++++ MATERIAL PROVIDED ++++

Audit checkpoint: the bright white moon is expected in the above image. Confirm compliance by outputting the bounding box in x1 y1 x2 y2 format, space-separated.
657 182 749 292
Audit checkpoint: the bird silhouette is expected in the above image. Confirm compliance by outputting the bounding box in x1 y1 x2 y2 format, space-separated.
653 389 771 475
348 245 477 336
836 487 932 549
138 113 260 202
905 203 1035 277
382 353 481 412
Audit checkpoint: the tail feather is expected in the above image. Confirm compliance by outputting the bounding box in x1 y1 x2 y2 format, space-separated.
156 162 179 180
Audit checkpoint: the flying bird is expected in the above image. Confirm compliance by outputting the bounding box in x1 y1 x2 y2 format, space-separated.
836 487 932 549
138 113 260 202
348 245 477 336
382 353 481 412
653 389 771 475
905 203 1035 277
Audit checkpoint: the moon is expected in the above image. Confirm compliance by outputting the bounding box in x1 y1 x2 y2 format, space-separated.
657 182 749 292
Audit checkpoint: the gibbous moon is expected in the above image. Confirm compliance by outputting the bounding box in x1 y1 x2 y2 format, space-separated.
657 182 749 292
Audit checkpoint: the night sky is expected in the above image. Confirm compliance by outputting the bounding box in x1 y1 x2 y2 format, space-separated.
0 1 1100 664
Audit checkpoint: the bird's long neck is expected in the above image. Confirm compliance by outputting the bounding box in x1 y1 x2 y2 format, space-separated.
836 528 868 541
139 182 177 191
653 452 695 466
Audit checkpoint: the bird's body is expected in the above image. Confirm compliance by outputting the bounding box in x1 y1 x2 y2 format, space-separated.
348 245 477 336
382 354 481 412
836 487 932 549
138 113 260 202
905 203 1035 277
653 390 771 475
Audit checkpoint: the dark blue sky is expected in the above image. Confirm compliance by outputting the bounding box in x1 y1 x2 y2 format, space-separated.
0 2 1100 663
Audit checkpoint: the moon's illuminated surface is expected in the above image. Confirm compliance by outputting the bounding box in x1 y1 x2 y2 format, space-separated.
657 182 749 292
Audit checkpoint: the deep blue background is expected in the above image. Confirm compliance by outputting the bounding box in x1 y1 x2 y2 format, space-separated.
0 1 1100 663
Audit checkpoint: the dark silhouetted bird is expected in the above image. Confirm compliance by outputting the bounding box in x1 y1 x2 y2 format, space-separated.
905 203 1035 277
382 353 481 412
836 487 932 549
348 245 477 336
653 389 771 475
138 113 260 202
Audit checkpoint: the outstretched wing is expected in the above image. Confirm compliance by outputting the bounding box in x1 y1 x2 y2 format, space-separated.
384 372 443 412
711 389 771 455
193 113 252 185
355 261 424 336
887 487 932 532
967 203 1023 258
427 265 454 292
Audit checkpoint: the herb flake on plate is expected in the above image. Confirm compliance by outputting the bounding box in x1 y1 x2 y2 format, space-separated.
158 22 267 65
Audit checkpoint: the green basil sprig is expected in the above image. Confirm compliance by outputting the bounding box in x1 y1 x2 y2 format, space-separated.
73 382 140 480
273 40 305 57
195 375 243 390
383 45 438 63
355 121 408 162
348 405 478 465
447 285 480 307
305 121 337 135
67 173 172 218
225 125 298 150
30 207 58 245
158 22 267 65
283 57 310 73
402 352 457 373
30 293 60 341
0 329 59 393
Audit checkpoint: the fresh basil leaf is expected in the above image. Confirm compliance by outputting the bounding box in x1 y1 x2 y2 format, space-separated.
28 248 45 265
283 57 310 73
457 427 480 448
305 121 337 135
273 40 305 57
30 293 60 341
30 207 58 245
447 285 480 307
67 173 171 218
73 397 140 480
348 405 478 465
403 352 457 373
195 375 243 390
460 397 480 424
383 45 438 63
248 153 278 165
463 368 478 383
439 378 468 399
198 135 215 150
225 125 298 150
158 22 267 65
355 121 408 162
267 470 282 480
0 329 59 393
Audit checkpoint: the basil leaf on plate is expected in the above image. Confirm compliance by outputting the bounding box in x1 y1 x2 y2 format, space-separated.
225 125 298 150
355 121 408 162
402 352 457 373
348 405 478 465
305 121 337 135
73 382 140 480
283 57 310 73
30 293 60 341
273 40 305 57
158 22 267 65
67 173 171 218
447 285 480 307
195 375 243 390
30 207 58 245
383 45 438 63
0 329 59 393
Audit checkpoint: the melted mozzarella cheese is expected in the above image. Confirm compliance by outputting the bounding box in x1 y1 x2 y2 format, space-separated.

++++

DIRECTION
Tally the lines of the material above that contain the string "moon", with case counting. Reply with the number alone.

FINISHED ANSWER
4